_REQUIRED WORK_. Print the entries exactly as given.

_DATA FOR PROCESSING_.

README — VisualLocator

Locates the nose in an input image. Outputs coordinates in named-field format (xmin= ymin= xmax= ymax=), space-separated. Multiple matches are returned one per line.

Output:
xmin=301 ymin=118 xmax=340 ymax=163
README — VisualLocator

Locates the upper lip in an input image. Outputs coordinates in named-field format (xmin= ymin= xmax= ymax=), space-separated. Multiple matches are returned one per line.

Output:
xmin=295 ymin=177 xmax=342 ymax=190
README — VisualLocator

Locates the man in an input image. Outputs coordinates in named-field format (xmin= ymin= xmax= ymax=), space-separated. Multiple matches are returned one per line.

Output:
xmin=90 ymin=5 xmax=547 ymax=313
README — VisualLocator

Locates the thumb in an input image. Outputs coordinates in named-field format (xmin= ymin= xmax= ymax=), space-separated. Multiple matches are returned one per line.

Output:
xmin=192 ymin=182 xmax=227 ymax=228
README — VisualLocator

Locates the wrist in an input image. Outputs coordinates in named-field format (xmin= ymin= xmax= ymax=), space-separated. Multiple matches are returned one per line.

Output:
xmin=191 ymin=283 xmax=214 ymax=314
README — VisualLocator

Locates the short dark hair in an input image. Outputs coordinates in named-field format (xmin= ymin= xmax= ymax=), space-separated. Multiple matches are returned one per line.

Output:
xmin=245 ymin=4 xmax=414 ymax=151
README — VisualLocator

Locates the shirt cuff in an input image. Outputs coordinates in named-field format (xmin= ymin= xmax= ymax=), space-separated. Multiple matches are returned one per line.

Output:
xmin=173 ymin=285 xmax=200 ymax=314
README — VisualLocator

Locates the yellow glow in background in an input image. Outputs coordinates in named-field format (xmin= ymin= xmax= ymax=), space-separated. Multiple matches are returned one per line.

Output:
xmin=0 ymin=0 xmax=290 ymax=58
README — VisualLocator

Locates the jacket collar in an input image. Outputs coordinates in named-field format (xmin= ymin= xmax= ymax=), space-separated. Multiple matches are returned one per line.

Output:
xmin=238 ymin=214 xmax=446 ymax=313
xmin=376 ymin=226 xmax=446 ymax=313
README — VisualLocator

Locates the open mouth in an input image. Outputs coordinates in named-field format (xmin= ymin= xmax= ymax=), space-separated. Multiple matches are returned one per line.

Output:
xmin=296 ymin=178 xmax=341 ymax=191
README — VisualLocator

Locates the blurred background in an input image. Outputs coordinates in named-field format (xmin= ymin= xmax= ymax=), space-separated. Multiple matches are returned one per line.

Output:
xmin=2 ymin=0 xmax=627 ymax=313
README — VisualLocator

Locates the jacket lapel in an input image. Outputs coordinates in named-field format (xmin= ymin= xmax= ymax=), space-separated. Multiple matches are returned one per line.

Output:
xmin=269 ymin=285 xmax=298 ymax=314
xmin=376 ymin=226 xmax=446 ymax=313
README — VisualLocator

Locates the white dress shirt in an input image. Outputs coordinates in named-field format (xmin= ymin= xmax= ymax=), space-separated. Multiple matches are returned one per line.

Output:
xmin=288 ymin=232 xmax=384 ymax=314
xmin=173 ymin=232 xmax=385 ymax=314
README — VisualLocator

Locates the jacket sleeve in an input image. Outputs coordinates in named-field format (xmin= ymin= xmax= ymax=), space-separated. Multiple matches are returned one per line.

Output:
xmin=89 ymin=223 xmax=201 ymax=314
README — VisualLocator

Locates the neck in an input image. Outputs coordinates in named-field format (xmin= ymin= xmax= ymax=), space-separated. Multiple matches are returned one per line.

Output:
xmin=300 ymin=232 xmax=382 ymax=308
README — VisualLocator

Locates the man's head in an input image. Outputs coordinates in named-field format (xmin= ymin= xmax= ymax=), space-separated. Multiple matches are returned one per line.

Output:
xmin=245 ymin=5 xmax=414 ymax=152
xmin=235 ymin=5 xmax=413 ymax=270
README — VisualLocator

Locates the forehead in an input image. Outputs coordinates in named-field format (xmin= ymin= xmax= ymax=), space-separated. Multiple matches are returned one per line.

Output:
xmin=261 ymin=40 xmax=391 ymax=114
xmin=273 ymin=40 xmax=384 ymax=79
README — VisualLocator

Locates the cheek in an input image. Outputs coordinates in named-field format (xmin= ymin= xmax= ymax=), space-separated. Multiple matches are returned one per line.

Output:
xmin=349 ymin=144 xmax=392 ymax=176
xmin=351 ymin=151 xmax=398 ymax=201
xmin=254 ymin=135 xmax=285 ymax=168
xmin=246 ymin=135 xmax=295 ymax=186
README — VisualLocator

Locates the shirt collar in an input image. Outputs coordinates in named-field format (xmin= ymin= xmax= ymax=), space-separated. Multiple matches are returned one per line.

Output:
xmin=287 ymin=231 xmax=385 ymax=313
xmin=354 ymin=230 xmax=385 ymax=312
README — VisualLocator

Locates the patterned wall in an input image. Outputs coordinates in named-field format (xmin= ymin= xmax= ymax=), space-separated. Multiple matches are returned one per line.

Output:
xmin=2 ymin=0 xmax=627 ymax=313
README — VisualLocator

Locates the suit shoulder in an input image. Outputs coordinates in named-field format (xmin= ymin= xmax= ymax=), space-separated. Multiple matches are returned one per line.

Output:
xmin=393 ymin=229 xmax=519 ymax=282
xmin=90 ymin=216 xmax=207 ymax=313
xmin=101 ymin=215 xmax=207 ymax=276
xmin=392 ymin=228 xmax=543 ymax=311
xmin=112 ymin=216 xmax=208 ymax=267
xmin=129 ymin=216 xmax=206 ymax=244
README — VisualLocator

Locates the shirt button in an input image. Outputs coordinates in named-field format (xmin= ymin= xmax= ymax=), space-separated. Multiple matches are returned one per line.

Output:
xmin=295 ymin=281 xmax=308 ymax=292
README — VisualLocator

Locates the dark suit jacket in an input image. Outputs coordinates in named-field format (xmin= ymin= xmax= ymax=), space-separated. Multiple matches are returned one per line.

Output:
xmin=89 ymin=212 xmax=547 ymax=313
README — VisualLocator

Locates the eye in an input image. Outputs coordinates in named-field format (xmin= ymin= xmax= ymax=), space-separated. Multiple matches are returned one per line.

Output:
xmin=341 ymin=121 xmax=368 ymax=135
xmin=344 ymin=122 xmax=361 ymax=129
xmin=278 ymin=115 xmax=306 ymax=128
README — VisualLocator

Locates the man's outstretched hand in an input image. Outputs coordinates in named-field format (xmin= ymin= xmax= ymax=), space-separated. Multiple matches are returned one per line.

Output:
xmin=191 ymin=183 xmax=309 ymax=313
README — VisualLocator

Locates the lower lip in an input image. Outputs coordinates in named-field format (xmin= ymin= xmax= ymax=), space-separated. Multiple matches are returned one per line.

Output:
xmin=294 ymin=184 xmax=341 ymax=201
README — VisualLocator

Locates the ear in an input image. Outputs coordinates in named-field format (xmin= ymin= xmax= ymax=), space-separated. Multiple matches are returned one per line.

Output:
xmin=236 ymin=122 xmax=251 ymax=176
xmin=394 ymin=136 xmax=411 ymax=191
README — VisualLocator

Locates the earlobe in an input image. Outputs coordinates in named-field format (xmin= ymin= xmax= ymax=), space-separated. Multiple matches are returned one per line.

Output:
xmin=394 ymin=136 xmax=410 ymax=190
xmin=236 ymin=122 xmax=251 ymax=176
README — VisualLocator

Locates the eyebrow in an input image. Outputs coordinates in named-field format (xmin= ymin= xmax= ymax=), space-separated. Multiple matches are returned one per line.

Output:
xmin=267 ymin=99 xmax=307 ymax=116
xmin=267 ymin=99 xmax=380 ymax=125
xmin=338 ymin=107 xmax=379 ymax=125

_PROBLEM SOLUTION_.
README — VisualLocator

Locates the nose in an input image. Outputs coordinates in named-field format (xmin= ymin= xmax= ymax=), space-separated. Multiple matches are returned one per line.

Output:
xmin=301 ymin=118 xmax=340 ymax=163
README — VisualLocator

Locates the upper lip in an input image. Outputs coordinates in named-field format (xmin= ymin= xmax= ymax=), space-separated. Multiple matches are returned one per line.

Output:
xmin=295 ymin=177 xmax=342 ymax=190
README — VisualLocator

Locates the man in an input image. Outputs coordinates in named-field format (xmin= ymin= xmax= ymax=), space-separated. Multiple matches are returned one per line.

Output:
xmin=90 ymin=5 xmax=547 ymax=313
README — VisualLocator

Locates the thumb in an input image. Outputs coordinates in named-field format (xmin= ymin= xmax= ymax=), space-separated. Multiple matches are returned one per line.

Output:
xmin=192 ymin=182 xmax=227 ymax=228
README — VisualLocator

Locates the wrist in an input image. Outputs coordinates in named-field format (xmin= ymin= xmax= ymax=), space-separated. Multiple matches are returned one per line.

Output:
xmin=191 ymin=283 xmax=214 ymax=314
README — VisualLocator

Locates the short dark hair in an input image. Outputs coordinates in named-field format (xmin= ymin= xmax= ymax=), space-separated. Multiple matches are returned one per line.

Output:
xmin=245 ymin=4 xmax=414 ymax=151
README — VisualLocator

Locates the shirt cuff in an input image. Outputs coordinates in named-field format (xmin= ymin= xmax= ymax=), space-separated. Multiple matches are returned one per line.

Output:
xmin=173 ymin=285 xmax=200 ymax=314
README — VisualLocator

Locates the yellow glow in background in an input image. Outputs coordinates in named-field format (xmin= ymin= xmax= ymax=), space-separated. Multiple matches are returned one per line.

Output:
xmin=0 ymin=0 xmax=290 ymax=58
README — VisualLocator

Locates the jacket collar in an input image. Outputs coordinates in named-field format (xmin= ymin= xmax= ymax=), space-separated. Multiple matches are returned one per line.

Output:
xmin=238 ymin=214 xmax=446 ymax=313
xmin=376 ymin=226 xmax=446 ymax=313
README — VisualLocator

Locates the open mouth in an input image. Outputs coordinates in named-field format (xmin= ymin= xmax= ymax=), space-separated. Multiple matches are returned one per line.

Output:
xmin=296 ymin=178 xmax=341 ymax=191
README — VisualLocator

Locates the blurred background in an input image. Outputs coordinates in named-field format (xmin= ymin= xmax= ymax=), space-separated. Multiple matches are returned one per line.

Output:
xmin=2 ymin=0 xmax=627 ymax=313
README — VisualLocator

Locates the jacket lapel in an input image. Outputs coordinates in named-field format (xmin= ymin= xmax= ymax=), space-separated. Multiple matches are returned one per line.

Output:
xmin=269 ymin=285 xmax=298 ymax=314
xmin=376 ymin=226 xmax=446 ymax=313
README — VisualLocator

Locates the white dress shirt in an input image. Outputs coordinates in named-field format (xmin= ymin= xmax= ymax=), space-separated. Multiple matches are returned one per line.

Output:
xmin=288 ymin=232 xmax=384 ymax=314
xmin=173 ymin=232 xmax=385 ymax=314
README — VisualLocator

Locates the jacket sleeve in an input image. Outputs coordinates in named-field format (xmin= ymin= xmax= ymax=), space-separated. Multiple matches are returned one per line.

Output:
xmin=89 ymin=223 xmax=201 ymax=314
README — VisualLocator

Locates the neck in an input image. Outputs coordinates in named-field format (xmin= ymin= xmax= ymax=), space-separated. Multiple matches are returned one per line.

Output:
xmin=300 ymin=232 xmax=382 ymax=308
README — VisualLocator

Locates the man's head in an input image. Outputs coordinates in named-field format (xmin= ymin= xmax= ymax=), space-separated. Multiple matches are returned one per line.

Output:
xmin=245 ymin=5 xmax=414 ymax=152
xmin=235 ymin=5 xmax=413 ymax=270
README — VisualLocator

Locates the forehead in an input image. Outputs coordinates in named-field format (xmin= ymin= xmax= ymax=), space-separated. Multiple matches are returned one per line.

Output:
xmin=261 ymin=40 xmax=391 ymax=114
xmin=273 ymin=40 xmax=384 ymax=79
README — VisualLocator

Locates the cheek in an input image. Outputs coordinates in named-field format (xmin= ymin= xmax= ymax=), space-separated. Multiple matches are returned one per line.

Output:
xmin=349 ymin=144 xmax=392 ymax=176
xmin=351 ymin=151 xmax=398 ymax=201
xmin=254 ymin=135 xmax=285 ymax=168
xmin=246 ymin=135 xmax=295 ymax=186
README — VisualLocator

Locates the shirt collar in an input image. Outputs coordinates in named-field format (xmin= ymin= xmax= ymax=), space-separated. Multiple matches are returned one per line.

Output:
xmin=287 ymin=231 xmax=385 ymax=313
xmin=354 ymin=230 xmax=385 ymax=312
README — VisualLocator

Locates the patterned wall in an input image. Outputs coordinates in named-field format (xmin= ymin= xmax= ymax=), space-separated. Multiple matches are returned one per line.

Output:
xmin=2 ymin=0 xmax=627 ymax=313
README — VisualLocator

Locates the suit shoulder in an input image. Outputs coordinates in named-field format (xmin= ymin= xmax= ymax=), space-separated. Multiple matches are returned one per line.

Output:
xmin=393 ymin=229 xmax=519 ymax=282
xmin=90 ymin=216 xmax=207 ymax=313
xmin=101 ymin=215 xmax=207 ymax=276
xmin=392 ymin=228 xmax=543 ymax=311
xmin=112 ymin=216 xmax=208 ymax=267
xmin=129 ymin=216 xmax=206 ymax=244
README — VisualLocator

Locates the shirt button in an input image. Outputs coordinates in named-field format (xmin= ymin= xmax= ymax=), space-separated. Multiple matches are returned one per line.

Output:
xmin=295 ymin=281 xmax=308 ymax=292
README — VisualLocator

Locates the dark suit jacket in an input image. Outputs coordinates in named-field format (xmin= ymin= xmax= ymax=), space-separated. Multiple matches are returned one per line.

Output:
xmin=89 ymin=212 xmax=547 ymax=313
README — VisualLocator

Locates the eye in an input image. Outputs coordinates in named-field format (xmin= ymin= xmax= ymax=), space-separated. Multiple matches are returned one per line.

Output:
xmin=341 ymin=121 xmax=368 ymax=135
xmin=344 ymin=122 xmax=361 ymax=129
xmin=278 ymin=115 xmax=306 ymax=128
README — VisualLocator

Locates the man's outstretched hand in an input image. Outputs coordinates in named-field format (xmin= ymin= xmax= ymax=), space-separated. Multiple matches are returned one per line.

Output:
xmin=191 ymin=183 xmax=309 ymax=313
README — VisualLocator

Locates the lower lip in an input image. Outputs coordinates in named-field format (xmin= ymin= xmax= ymax=), space-separated. Multiple matches are returned one per line.

Output:
xmin=294 ymin=184 xmax=341 ymax=201
README — VisualLocator

Locates the ear in an input image. Outputs coordinates in named-field format (xmin= ymin= xmax= ymax=), space-separated. Multiple matches are returned one per line.

Output:
xmin=236 ymin=122 xmax=251 ymax=176
xmin=394 ymin=136 xmax=411 ymax=191
README — VisualLocator

Locates the earlobe in an input image. Outputs coordinates in named-field format (xmin= ymin= xmax= ymax=), space-separated. Multiple matches are returned one per line.

Output:
xmin=394 ymin=136 xmax=410 ymax=190
xmin=236 ymin=122 xmax=251 ymax=176
README — VisualLocator

Locates the eyebrow in an input image. Outputs coordinates in named-field format (xmin= ymin= xmax= ymax=), space-separated. Multiple matches are returned one per line.

Output:
xmin=267 ymin=99 xmax=307 ymax=116
xmin=267 ymin=99 xmax=380 ymax=125
xmin=338 ymin=107 xmax=379 ymax=125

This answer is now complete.